## [DIRECTION]
Quote the rows verbatim, starting at the line containing "Target: flowing water" and ending with the last line of the rows.

Object point labels
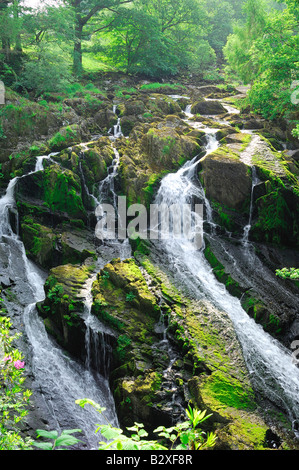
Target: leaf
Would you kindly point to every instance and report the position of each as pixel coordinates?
(47, 434)
(109, 432)
(43, 445)
(66, 440)
(70, 431)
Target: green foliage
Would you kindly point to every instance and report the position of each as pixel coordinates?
(130, 296)
(183, 436)
(46, 71)
(288, 273)
(64, 440)
(264, 52)
(295, 132)
(14, 398)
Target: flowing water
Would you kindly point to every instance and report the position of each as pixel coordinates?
(61, 380)
(270, 364)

## [THE REPLY]
Target: flowing water
Would you kindly point to every instance and report the position of each as pixel coordinates?
(61, 380)
(270, 364)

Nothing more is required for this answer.